• WRITTEN EXERCISE
Give back, word for word, the data from its first line through the line containing "[(192, 84), (27, 44), (66, 66), (16, 83), (188, 17)]", both ends included.

-- Begin RECORDS FOR PROCESSING --

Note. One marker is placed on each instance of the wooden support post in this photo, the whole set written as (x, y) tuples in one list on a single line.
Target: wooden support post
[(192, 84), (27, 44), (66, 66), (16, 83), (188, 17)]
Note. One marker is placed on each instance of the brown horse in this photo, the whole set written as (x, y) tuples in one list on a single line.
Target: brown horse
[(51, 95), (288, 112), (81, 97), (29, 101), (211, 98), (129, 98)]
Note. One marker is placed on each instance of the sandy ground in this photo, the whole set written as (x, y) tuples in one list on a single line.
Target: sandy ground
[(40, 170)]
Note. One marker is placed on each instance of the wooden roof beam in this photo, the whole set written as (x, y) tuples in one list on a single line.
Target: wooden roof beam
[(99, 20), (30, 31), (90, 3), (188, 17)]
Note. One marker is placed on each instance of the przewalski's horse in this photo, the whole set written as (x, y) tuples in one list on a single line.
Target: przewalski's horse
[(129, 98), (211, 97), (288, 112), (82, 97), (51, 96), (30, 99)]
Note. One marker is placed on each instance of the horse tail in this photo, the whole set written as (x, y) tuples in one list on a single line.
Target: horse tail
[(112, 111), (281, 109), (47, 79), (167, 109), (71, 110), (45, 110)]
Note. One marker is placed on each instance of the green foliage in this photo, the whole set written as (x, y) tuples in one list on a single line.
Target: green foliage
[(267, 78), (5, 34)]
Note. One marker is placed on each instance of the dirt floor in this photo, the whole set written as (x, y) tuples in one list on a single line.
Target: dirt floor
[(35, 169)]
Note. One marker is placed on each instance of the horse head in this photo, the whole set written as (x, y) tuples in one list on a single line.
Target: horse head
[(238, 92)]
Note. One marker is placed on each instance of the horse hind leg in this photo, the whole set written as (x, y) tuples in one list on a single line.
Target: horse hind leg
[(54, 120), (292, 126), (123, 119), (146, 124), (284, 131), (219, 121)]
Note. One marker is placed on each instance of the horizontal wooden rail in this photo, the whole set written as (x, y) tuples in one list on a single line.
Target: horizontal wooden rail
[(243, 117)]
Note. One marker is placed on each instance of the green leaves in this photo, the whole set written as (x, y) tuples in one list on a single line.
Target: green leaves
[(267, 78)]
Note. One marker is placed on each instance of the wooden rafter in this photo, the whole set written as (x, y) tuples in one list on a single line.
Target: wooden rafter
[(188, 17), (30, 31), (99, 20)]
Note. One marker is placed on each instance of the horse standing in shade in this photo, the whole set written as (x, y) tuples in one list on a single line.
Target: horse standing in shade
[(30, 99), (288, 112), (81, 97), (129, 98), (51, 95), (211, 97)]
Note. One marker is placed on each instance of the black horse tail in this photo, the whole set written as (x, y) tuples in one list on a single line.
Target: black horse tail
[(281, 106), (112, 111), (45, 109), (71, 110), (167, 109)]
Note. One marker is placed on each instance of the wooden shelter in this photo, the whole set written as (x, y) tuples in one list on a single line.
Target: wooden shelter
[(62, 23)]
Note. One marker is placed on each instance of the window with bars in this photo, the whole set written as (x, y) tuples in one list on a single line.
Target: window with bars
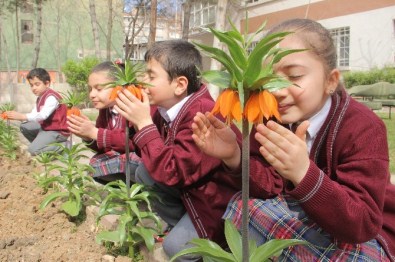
[(202, 13), (27, 31), (341, 38)]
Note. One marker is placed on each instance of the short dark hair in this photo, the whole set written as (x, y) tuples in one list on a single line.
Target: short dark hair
[(178, 58), (40, 73), (109, 67)]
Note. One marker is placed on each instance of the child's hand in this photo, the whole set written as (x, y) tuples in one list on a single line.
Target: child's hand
[(131, 108), (82, 127), (13, 115), (284, 150), (216, 139)]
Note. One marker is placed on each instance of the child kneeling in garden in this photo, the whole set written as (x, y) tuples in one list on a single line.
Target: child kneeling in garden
[(46, 123), (328, 183), (107, 136), (193, 187)]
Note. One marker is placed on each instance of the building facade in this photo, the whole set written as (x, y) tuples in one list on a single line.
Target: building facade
[(363, 30)]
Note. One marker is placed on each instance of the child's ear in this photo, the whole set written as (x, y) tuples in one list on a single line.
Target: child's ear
[(333, 81), (182, 85)]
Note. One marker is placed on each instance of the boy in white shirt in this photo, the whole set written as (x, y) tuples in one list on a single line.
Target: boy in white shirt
[(46, 123)]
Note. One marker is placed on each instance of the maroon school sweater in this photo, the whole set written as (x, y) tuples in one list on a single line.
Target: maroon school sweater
[(347, 189), (110, 136), (177, 161)]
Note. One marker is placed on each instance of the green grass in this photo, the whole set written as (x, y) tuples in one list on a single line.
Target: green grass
[(390, 123)]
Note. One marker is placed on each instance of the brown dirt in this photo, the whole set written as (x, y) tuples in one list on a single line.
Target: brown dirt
[(30, 234)]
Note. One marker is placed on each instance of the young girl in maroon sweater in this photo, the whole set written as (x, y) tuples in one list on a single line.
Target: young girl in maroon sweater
[(107, 137), (328, 183)]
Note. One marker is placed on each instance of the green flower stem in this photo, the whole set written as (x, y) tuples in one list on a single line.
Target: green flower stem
[(127, 171), (245, 165)]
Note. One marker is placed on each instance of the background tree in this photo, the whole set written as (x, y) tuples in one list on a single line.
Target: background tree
[(152, 28), (109, 30), (187, 15), (95, 31), (77, 73), (137, 17), (37, 38)]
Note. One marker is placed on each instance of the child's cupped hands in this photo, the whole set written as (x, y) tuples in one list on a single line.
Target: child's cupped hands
[(82, 126), (284, 150), (216, 139), (136, 111)]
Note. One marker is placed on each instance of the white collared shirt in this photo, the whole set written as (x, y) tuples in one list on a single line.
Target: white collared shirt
[(50, 105), (171, 114), (316, 123)]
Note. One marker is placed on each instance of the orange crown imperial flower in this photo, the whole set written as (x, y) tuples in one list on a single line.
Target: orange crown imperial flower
[(4, 116), (73, 111), (261, 104), (228, 105)]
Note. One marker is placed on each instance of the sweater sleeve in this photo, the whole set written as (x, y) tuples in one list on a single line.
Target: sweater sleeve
[(110, 139), (264, 180), (349, 204)]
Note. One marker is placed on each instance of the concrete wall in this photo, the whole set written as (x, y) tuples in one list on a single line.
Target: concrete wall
[(21, 96)]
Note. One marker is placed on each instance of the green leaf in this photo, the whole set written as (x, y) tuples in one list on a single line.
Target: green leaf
[(52, 197), (272, 247), (237, 52), (223, 58), (122, 223), (233, 238), (255, 61), (205, 249), (148, 236), (71, 207), (110, 236), (219, 78)]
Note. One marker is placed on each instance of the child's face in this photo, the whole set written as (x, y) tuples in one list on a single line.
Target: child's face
[(98, 93), (307, 71), (37, 86), (161, 91)]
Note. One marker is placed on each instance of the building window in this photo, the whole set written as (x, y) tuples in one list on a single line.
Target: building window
[(341, 37), (202, 13), (26, 7), (27, 31)]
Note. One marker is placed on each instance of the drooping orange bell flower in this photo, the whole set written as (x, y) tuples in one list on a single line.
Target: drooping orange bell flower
[(73, 111), (134, 89), (4, 116), (261, 104), (228, 105)]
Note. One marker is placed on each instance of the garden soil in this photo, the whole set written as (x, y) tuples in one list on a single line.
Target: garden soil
[(29, 234)]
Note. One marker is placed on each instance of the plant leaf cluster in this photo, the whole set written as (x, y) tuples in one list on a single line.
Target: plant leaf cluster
[(137, 222), (211, 251), (72, 179), (130, 74), (8, 140), (73, 99)]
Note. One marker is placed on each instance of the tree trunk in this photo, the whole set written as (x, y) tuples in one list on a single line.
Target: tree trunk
[(18, 40), (138, 13), (187, 15), (38, 33), (95, 31), (9, 76), (219, 25), (152, 28), (109, 30)]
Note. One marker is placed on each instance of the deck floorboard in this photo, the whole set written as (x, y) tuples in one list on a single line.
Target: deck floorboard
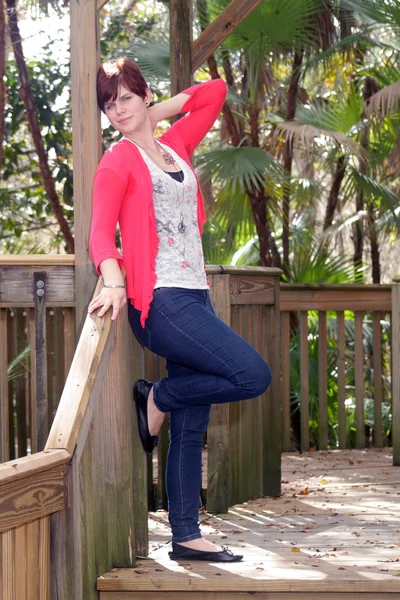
[(334, 530)]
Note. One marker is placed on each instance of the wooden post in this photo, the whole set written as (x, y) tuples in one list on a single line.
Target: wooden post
[(271, 406), (105, 525), (218, 428), (181, 25), (42, 422), (394, 370)]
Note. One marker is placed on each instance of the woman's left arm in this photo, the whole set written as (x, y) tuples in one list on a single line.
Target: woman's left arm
[(203, 103), (167, 108)]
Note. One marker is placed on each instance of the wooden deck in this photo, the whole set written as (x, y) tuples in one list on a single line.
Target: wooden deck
[(334, 533)]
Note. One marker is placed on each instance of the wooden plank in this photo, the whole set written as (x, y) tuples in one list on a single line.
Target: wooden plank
[(44, 558), (154, 595), (234, 427), (87, 367), (21, 581), (285, 370), (20, 384), (20, 468), (42, 422), (180, 31), (8, 566), (359, 378), (218, 428), (395, 356), (248, 289), (31, 557), (69, 339), (32, 358), (4, 414), (304, 382), (322, 382), (337, 298), (377, 362), (17, 288), (341, 382), (212, 37), (37, 260), (245, 424), (271, 403), (32, 497)]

-- End RECORDS FOR PROCESSING --

• ANSWER TO THE PROBLEM
Note. One marker is placed on each instance of the wooden support post in this photo, the whole set written as (x, y) tuples in one list on a single line.
Target: wooden support post
[(192, 84), (27, 44), (66, 66), (16, 83), (188, 17)]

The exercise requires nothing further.